— BEGIN GIVEN RECORDS —

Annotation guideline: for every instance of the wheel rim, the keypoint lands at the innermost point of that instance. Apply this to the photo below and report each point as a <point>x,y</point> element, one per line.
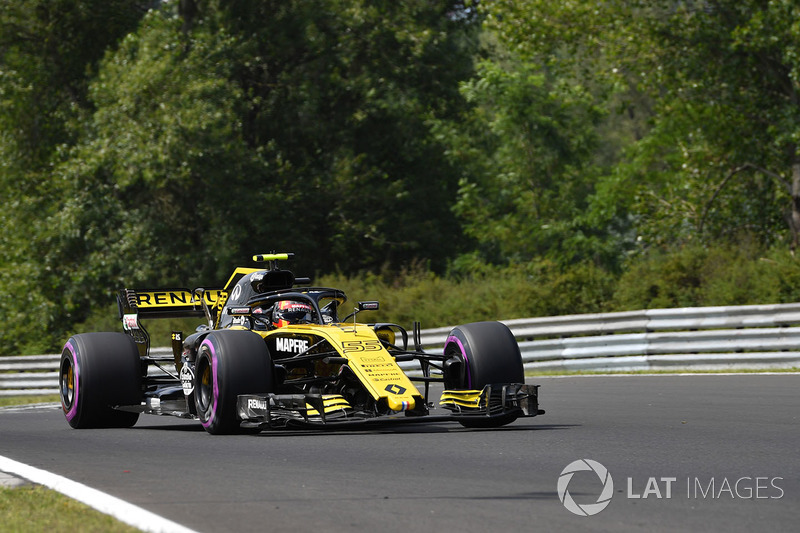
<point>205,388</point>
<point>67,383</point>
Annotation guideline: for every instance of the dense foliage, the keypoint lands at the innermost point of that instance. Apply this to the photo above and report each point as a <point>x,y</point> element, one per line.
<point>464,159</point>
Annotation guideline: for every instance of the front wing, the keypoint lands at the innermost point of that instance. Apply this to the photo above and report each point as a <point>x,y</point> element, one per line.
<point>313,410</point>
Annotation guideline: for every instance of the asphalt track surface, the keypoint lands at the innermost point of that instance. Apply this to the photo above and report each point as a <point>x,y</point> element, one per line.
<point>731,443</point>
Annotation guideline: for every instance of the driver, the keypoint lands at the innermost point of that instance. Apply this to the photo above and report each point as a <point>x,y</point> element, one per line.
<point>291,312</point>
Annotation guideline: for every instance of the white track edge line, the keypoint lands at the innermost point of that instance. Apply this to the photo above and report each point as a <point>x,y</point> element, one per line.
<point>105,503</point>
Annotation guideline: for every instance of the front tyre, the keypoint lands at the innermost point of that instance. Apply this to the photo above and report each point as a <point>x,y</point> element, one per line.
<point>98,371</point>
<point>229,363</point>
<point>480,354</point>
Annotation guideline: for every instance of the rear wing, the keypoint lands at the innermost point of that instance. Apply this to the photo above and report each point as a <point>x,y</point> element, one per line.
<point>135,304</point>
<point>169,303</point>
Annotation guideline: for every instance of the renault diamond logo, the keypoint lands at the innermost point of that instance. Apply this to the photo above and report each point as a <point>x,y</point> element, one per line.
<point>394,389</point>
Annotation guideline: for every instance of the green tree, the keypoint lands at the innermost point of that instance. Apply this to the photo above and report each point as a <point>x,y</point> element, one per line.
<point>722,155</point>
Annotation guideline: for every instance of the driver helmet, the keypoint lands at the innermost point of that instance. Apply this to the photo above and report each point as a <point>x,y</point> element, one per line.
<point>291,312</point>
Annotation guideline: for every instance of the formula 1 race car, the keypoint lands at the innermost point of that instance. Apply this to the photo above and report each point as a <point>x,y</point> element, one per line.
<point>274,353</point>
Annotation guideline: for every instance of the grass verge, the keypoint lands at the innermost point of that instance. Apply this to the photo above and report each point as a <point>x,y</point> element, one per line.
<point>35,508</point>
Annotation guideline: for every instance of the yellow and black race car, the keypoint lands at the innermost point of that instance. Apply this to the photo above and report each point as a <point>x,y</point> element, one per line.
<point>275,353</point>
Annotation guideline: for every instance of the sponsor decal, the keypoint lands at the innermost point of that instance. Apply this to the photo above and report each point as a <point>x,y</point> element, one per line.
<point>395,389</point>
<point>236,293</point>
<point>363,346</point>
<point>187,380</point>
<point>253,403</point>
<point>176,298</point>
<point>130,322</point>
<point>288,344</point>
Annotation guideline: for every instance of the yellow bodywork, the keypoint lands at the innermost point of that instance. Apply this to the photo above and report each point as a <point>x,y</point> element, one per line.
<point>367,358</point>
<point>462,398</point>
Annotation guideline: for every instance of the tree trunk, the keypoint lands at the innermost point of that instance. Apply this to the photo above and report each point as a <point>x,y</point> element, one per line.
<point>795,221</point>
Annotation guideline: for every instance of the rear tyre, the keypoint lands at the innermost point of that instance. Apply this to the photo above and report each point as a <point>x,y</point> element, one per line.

— END GIVEN RECORDS —

**OBJECTIVE:** Rewrite only the data from the line containing "Annotation guideline: for every instance of the green" through the line containing "<point>722,155</point>", replacing "green tree" with "leafy tree" and leaving everything else unchanged.

**EXPECTED OUTPUT:**
Annotation guideline: for every instance of the leafy tree, the keypoint lands at the innermost point of that instance. Apply this to the photo above and report each point as a <point>x,y</point> element, one per line.
<point>722,155</point>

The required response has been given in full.